Information given =
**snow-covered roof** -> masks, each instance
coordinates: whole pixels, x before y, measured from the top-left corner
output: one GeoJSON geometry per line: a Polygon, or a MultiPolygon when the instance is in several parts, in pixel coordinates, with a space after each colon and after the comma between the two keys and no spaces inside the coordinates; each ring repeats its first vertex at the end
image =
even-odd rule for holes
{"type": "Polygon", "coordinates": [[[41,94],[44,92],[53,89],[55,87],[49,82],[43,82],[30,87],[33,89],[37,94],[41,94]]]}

Work instructions =
Please quote the items above verbatim, reproducing every line without any change.

Result below =
**snow-covered roof** -> masks, each instance
coordinates: whole pixels, x before y, measured from the top-left corner
output: one GeoJSON geometry per line: a Polygon, or a MultiPolygon when the instance is in several parts, in pixel coordinates, with a space after each colon and after the comma between the two keys and no spaces inside the coordinates; each ring repeats its first vertex at the end
image =
even-odd rule for holes
{"type": "Polygon", "coordinates": [[[41,94],[44,92],[53,89],[55,87],[49,82],[43,82],[30,87],[33,89],[37,94],[41,94]]]}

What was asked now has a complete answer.